--- Start of TEXT ---

This is what these ten days are for, from today to Yom Kippur. Where am I in my relationships? What needs forgiveness. Where am I in relation to myself – what needs nurturing? Where am I in my community? What needs repair?
It’s tempting to ask in a world where there is so much distress, not where am I, but where is God? And here we are, gathered together on this holy day, calling out to God, Avinu Malkeynu, save us! Avinu Malkeynu, write us in the book of life! Avinu Malkeynu, have mercy upon your creation.
All of us, at one time or another, have wondered what God was up to. When I was a child I remember going to synagogue on the high holidays, the choir and the cantor would sing, and we would pray. And it was as if God were like superman, who would swoop down and save us. Or, during this season, it was like God was a king with a crown and a beard, seated on his throne in the sky, judging us on our behavior.
As I grew older, I still sang the same prayers, but I certainly questioned what they meant. These questions later led me to rabbinical school. But the challenge is still there for me when we pray, Avinu Malkeinu, inscribe us in the book of life. Or, as in Unetanah Tokef – which we will chant just after the Torah service, the question is asked, “Who shall live and who shall die . . . who by fire and who by water . . . who will be calm and who will be tormented?”

--- End of TEXT ---
--- Start of PROVIDED DATA ---

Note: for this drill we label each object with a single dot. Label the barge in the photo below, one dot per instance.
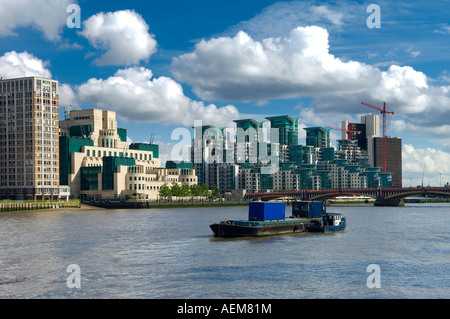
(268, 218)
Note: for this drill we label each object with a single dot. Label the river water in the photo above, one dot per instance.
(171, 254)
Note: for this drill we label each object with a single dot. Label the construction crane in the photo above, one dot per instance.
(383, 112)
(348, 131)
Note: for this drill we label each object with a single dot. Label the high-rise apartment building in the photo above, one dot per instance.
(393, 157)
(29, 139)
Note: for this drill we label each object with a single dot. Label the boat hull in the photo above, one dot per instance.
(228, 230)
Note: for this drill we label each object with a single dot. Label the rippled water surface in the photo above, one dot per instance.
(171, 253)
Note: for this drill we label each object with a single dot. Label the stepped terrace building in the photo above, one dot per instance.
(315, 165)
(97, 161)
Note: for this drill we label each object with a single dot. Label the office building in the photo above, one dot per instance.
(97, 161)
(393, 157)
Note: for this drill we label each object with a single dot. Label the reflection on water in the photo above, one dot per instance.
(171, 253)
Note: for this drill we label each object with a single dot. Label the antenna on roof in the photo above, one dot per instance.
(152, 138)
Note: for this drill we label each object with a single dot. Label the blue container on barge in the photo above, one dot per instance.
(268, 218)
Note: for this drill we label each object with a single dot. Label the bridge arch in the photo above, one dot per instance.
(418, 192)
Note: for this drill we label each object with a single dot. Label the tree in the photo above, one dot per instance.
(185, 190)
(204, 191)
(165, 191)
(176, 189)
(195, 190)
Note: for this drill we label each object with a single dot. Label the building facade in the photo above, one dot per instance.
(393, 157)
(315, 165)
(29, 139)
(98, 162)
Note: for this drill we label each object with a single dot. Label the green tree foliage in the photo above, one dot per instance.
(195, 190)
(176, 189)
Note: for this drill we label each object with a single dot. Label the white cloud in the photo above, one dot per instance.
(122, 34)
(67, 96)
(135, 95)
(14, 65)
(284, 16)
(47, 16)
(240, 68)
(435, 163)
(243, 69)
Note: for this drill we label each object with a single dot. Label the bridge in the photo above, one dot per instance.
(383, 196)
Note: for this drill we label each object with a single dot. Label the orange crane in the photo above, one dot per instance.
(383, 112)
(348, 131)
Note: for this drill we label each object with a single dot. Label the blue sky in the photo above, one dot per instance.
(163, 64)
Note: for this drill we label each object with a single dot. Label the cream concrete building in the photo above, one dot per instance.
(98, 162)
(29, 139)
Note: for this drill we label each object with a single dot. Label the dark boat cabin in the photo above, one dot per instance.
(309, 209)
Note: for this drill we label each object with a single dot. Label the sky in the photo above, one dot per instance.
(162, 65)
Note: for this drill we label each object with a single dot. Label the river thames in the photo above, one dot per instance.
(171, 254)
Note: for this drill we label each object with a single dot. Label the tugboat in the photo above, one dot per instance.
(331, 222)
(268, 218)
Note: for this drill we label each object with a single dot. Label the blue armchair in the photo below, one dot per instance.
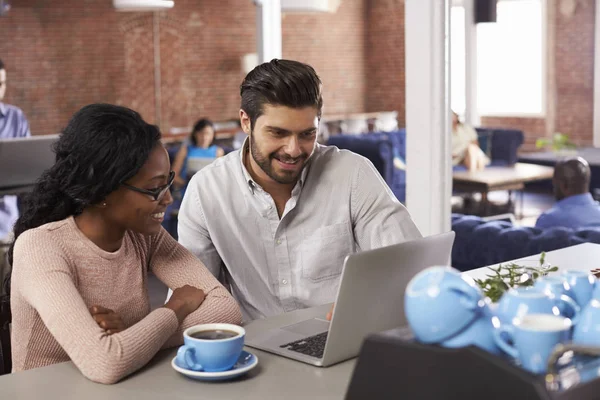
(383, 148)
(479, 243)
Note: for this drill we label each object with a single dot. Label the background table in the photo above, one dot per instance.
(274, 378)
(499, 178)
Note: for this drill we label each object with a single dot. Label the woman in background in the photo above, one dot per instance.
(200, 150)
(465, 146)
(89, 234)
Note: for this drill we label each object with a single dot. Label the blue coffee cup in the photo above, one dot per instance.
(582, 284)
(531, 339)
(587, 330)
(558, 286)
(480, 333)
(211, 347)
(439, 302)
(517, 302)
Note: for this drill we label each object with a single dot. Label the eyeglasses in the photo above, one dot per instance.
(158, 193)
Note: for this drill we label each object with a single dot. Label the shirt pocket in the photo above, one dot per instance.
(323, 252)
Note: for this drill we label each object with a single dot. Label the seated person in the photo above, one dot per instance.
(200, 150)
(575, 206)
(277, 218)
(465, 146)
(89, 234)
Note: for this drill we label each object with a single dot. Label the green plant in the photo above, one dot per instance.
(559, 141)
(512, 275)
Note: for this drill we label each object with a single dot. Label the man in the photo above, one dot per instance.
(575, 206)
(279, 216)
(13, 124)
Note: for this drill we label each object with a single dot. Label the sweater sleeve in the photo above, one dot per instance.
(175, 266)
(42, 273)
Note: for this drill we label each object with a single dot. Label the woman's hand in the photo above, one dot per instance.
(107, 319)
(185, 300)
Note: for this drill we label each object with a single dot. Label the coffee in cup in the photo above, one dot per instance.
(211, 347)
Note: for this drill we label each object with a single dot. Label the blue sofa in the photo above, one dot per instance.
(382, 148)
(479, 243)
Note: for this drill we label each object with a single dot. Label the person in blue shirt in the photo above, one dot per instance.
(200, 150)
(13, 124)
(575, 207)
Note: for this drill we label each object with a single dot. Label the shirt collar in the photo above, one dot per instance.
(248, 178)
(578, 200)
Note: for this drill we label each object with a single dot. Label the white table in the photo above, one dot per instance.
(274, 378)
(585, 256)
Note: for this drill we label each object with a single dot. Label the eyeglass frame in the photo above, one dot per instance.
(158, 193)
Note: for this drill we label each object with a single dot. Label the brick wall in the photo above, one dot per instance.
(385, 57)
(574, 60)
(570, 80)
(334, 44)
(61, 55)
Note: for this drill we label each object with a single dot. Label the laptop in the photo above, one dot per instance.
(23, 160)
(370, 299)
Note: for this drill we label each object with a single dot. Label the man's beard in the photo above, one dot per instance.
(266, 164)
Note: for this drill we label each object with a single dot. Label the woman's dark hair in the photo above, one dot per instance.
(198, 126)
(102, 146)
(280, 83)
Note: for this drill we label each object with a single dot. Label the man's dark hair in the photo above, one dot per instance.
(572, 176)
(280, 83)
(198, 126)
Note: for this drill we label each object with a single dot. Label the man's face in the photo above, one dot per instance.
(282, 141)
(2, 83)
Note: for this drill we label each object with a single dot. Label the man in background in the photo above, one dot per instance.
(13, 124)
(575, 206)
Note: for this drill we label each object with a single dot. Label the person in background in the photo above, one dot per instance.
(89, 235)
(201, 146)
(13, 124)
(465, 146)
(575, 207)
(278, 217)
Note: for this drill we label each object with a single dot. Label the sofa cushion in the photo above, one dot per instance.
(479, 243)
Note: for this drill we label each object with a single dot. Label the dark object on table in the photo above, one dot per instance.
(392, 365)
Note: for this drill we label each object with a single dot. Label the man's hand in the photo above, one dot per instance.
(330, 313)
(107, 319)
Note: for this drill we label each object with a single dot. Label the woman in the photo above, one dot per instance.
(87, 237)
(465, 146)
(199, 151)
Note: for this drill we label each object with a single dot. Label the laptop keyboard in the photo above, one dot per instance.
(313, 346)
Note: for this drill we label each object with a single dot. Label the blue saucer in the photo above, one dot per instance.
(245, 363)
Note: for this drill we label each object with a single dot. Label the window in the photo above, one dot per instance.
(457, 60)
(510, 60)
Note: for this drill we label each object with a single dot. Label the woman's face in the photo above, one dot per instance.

--- End of PROVIDED DATA ---

WORK TO DO.
a) List the questions beginning "Where am I" that the first paragraph of the passage about the days leading to Yom Kippur poses, each with the question that follows it.
b) Return the passage about the days leading to Yom Kippur word for word from "It’s tempting to" to "on our behavior.".

EXPECTED RESPONSES.
a)
1. Where am I in my relationships? What needs forgiveness.
2. Where am I in relation to myself – what needs nurturing?
3. Where am I in my community? What needs repair?

b)
It’s tempting to ask in a world where there is so much distress, not where am I, but where is God? And here we are, gathered together on this holy day, calling out to God, Avinu Malkeynu, save us! Avinu Malkeynu, write us in the book of life! Avinu Malkeynu, have mercy upon your creation.
All of us, at one time or another, have wondered what God was up to. When I was a child I remember going to synagogue on the high holidays, the choir and the cantor would sing, and we would pray. And it was as if God were like superman, who would swoop down and save us. Or, during this season, it was like God was a king with a crown and a beard, seated on his throne in the sky, judging us on our behavior.